◆ Study questions ◆
• a. In the resistant starch article, copy the part from "The researchers focused" to "a four weeks.", swapping "volunteers" for "adults".
• b. Carry on writing the resistant starch article from the point where it ends.

**** Excerpt provided ****

Resistant Starch Lowers Red Meat-Related Colorectal Cancer Risk
Intake of resistant starch might help lower the risk of colorectal cancer that is linked to the consumption of high red meat diet, a new study reveals.
Resistant starch is a type of starch that passes down the small intestine without being digested. It rather turns into short-chain fatty acids by the intestinal bacteria. In a new finding, researchers at the University of Adelaide, Australia, found that red meat-eaters should consume a particular type of starch in order to lower the risk of colorectal cancer.
The researchers focused on 23 healthy volunteers - 17 males and 6 females (aged between 50-75 years). The participants either consumed red meat or red meat along butyrated resistant starch diet for four weeks. After the four week-washout phase the subjects then switched to another type of diet for a four weeks.
"Good examples of natural sources of resistant starch include bananas that are still slightly green, cooked and cooled potatoes [such as potato salad], whole grains, beans, chickpeas, and lentils. Scientists have also been working to modify grains such as maize so they contain higher levels of resistant starch," said Karen J. Humphreys, PhD, a research associate at the Flinders Center for Innovation in Cancer at Flinders University in Adelaide, Australia.
According to the researchers, the total consumption of red meat has been on the rise since the 1960s in the USA, European Union as well as the developed world.

**** Listed records ****

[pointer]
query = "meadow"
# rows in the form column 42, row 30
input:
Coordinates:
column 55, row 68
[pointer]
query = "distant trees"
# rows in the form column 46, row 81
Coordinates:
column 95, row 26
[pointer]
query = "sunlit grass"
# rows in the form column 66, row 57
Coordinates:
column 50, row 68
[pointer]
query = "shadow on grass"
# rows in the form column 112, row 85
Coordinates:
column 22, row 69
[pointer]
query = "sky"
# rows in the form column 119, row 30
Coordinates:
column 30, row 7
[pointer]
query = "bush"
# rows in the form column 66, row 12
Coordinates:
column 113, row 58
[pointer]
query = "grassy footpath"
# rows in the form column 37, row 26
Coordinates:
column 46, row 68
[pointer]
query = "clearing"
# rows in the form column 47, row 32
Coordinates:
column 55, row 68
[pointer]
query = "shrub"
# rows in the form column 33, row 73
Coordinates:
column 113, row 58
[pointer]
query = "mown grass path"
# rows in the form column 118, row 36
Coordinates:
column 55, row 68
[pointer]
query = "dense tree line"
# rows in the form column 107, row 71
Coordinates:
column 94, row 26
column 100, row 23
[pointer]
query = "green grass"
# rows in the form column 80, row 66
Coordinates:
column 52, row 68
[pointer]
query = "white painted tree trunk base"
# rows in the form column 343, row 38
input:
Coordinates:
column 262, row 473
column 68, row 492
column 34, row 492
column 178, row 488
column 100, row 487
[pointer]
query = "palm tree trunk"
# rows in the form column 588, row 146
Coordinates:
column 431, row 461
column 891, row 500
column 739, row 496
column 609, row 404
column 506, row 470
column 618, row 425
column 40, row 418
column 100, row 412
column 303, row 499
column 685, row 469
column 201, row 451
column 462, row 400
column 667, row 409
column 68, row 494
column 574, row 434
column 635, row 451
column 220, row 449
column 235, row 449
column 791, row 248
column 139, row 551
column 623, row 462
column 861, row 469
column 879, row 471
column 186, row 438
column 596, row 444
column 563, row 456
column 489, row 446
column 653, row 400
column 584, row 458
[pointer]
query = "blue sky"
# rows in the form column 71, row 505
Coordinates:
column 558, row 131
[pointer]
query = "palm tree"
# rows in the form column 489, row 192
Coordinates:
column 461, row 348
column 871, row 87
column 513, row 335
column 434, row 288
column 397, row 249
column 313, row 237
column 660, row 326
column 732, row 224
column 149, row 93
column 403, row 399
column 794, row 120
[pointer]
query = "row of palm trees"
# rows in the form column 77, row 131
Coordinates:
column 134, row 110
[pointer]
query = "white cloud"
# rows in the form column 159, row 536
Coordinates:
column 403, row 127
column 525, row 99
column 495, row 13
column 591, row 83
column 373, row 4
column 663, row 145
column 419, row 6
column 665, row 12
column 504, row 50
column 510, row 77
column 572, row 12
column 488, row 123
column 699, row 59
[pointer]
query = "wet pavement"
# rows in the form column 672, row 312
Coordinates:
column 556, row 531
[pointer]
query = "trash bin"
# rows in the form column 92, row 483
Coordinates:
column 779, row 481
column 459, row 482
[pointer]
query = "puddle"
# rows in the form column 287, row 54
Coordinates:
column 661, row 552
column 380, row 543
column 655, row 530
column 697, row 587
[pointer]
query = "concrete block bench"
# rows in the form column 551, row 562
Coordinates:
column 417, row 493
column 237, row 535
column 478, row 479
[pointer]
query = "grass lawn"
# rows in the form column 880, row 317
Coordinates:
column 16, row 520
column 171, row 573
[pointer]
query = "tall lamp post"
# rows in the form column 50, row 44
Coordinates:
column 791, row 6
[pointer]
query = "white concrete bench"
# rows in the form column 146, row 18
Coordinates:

****

◆ Task answers ◆
• a.
The researchers focused on 23 healthy adults - 17 males and 6 females (aged between 50-75 years). The participants either consumed red meat or red meat along butyrated resistant starch diet for four weeks. After the four week-washout phase the subjects then switched to another type of diet for a four weeks.

• b.
When the resistant starch that isn't broken passes through the colon, it displays properties similar to fiber. This resistant starch is readily fermented by the gut microbes to produce beneficial molecules called short-chain fatty acids like butyrate.
After consuming 300g of lean red meat per day for four weeks, the participants noticed a 30 percent rise in levels of certain genetic molecules called miR-17-92 in the rectal tissue and an associated rise in cell proliferation. A 40 g intake of butyrated resistant starch per day along with red meat for almost four weeks dropped the miR-17-92 levels to baseline level.
"Red meat and resistant starch have opposite effects on the colorectal cancer-promoting miRNAs, the miR-17-92 cluster," said Humphreys. "This finding supports consumption of resistant starch as a means of reducing the risk associated with a high red meat diet."
The finding was documented in Cancer Prevention Research, a journal of the American Association for Cancer Research.